WHAT THE TASK ASKS. Set down exactly the lines below between the line holding "Mark one point on each instance of the eye" and the line holding "Mark one point on each instance of the uniform collar", inclusive; no other line belongs in the answer.

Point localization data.
===============

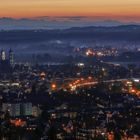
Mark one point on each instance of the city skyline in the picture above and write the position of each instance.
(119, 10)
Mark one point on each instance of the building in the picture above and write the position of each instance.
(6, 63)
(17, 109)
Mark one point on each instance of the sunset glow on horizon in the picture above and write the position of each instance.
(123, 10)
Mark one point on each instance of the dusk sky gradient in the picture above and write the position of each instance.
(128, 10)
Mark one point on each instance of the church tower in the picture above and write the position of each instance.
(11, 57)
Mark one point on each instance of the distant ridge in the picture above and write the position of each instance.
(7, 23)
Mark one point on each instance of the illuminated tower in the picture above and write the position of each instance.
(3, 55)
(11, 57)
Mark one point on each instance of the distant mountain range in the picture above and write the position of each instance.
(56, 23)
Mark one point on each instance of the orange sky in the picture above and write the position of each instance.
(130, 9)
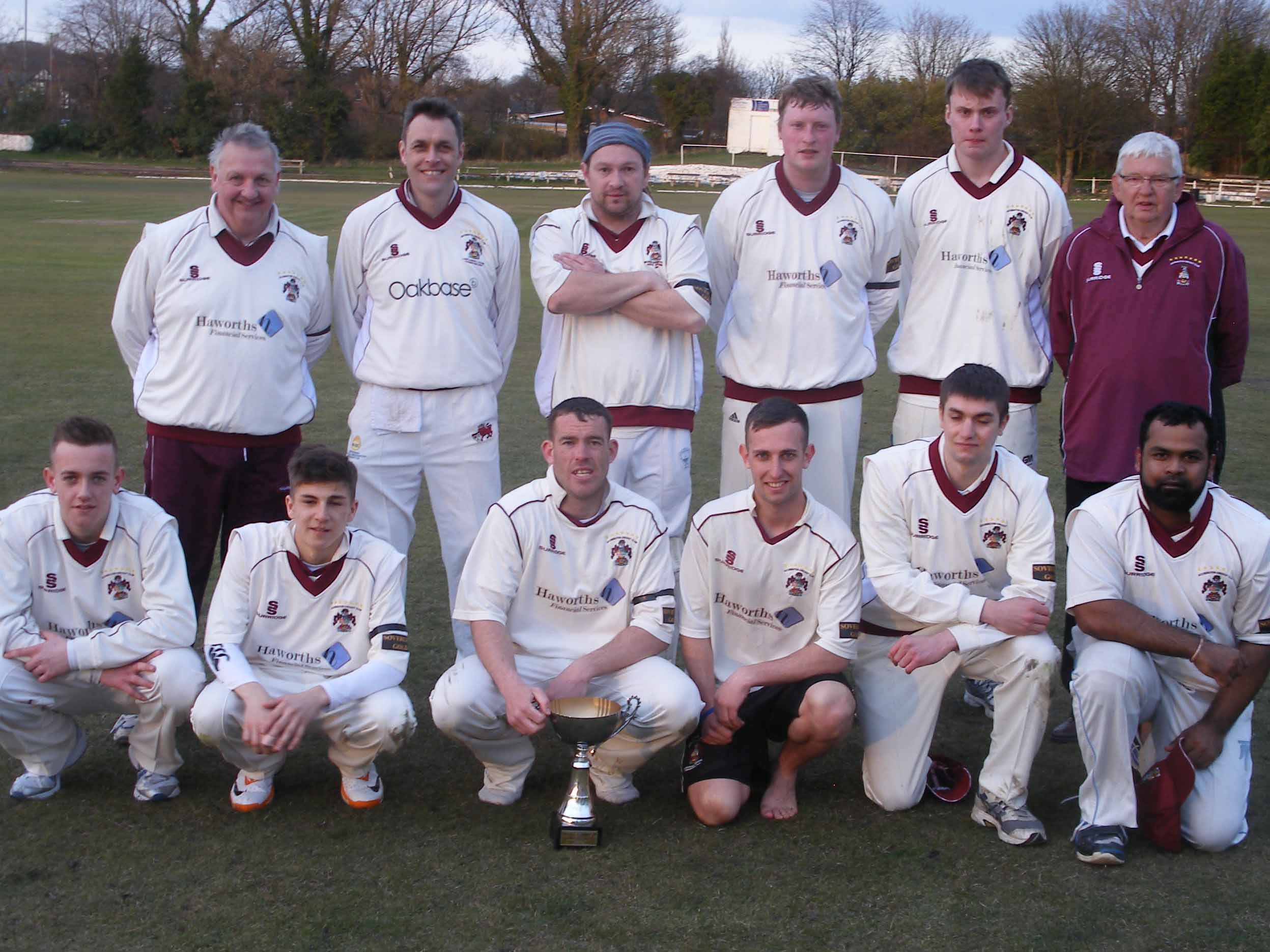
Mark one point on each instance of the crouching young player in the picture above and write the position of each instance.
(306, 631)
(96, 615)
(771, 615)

===============

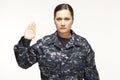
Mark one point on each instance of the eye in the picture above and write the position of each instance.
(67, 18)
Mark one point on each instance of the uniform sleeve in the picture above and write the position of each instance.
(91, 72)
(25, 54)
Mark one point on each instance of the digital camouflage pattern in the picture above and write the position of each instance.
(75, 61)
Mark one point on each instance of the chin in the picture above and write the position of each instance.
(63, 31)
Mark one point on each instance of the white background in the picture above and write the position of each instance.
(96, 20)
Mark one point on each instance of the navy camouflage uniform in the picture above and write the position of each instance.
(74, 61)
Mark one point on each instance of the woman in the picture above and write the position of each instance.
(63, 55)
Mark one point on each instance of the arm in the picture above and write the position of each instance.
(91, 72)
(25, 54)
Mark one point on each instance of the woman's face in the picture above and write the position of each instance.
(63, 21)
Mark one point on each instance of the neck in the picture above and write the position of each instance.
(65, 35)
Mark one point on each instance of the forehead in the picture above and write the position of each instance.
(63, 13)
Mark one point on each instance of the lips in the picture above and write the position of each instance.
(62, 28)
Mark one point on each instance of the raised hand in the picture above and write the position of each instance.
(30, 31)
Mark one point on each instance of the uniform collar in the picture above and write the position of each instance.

===============

RESULT OF THIS EXERCISE.
Mark one point on each instance of the eye in the picture above and write the position of each instance.
(67, 18)
Mark one point on each instance of the uniform sleeve in the picture above and write the position of each instance.
(91, 72)
(25, 54)
Mark one point on each instance of the digital camouflage pattern in the picture above and write the position of each instance.
(75, 61)
Mark one point on each instance of the chin in the picture above and write the position of each instance.
(63, 31)
Mark one point on each instance of the white background in the picture above and write the position of each instance.
(96, 20)
Mark one point on each instance of the navy camouflage uniform in the picture above and write the position of each instance.
(74, 61)
Mark one point on each instance of the woman in the picture above and write the position of each instance.
(63, 55)
Mark one point on each instance of the arm in the picture above and write the position of each instance.
(91, 72)
(25, 54)
Mark one point on each instance of the woman's face in the picture above and write the position of each instance.
(63, 21)
Mark one point on each instance of the neck in the picture above and write the position of each instance.
(65, 35)
Mark one point on each instance of the forehead in the picture above and write the position of each instance.
(63, 13)
Mark one point on each instance of the lips in the picture above and write the position of each instance.
(62, 28)
Mark one point on each instance of the raised hand in the picture above and write the position of each instance.
(30, 31)
Mark one point on each instance of the uniform collar in the picture above and write the position of each instance.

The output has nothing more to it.